═════ Passage

TOKYO (Reuters) - Japan’s wholesale prices fell at the fastest annual pace in nearly four years in May, data showed on Wednesday, as the coronavirus pandemic hit business activity and weighed on global demand for commodities.
While a rebound in oil costs may put a floor on prices in coming months, wholesale inflation will remain under pressure from the damage wrought by the pandemic, analysts say.
“The outlook for the global economy is improving somewhat and that’s leading to a rebound in commodities costs, which could underpin wholesale prices ahead,” Ichiro Muto, head of the Bank of Japan’s price statistics division, told reporters.
“But the scars of the pandemic will remain for some time, despite the lifting of nationwide lockdown measures,” he said.
The corporate goods price index (CGPI), which measures the price companies charge each other for their goods and services, slumped 2.7% in May from a year earlier, worse than a median market forecast for a 2.4% drop, BOJ data showed on Wednesday.
It was the biggest decline since October 2016 and followed a 2.4% drop in April, with the drop blamed largely on sluggish oil costs, the data showed.
Prices of steel goods continued to slump as the pandemic led to suspensions of construction work and manufacturing plants.
Some food products, such as eggs, also saw prices as cake and pastry shops were forced to close due to lockdown measures, the data showed.
Japan’s economy slipped into recession and is set to suffer a more than 20% annualised contraction in the current quarter, after the government in April urged citizens to stay home and businesses to close.
Although the state of emergency was lifted in late May, analysts expect the economy to recover only moderately in the face of the pandemic’s sweeping global impact.

══════════
═════ Material provided

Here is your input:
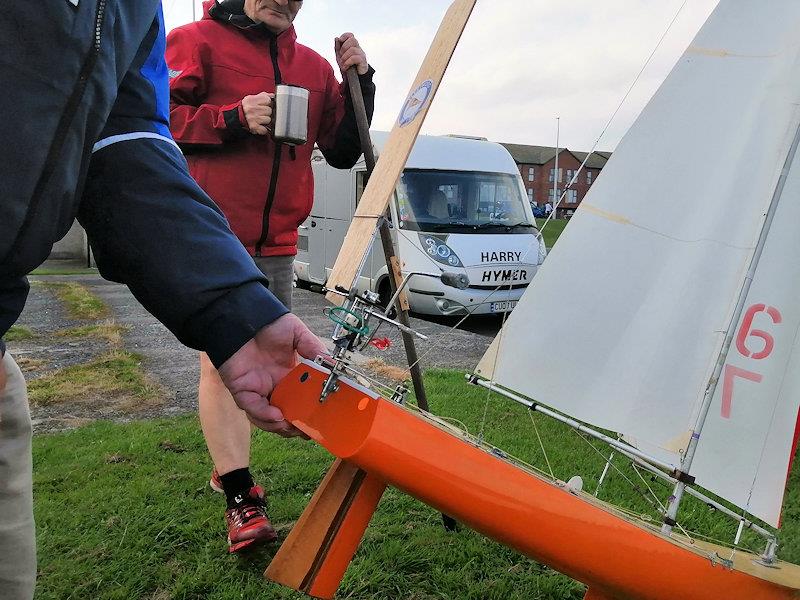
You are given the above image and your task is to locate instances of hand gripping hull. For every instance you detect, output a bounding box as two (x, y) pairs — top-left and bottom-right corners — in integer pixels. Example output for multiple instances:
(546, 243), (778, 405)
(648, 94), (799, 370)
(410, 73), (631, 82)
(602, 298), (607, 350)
(272, 362), (800, 600)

══════════

What is required → Go through the article on Japan's wholesale prices and list every percentage figure it gives, each with what it measures.

Answer to the problem →
- 2.7%: the year-on-year fall in the corporate goods price index (CGPI) in May
- 2.4%: the median market forecast for May's drop
- 2.4%: the drop in April
- More than 20%: the annualized contraction Japan's economy is set to suffer in the current quarter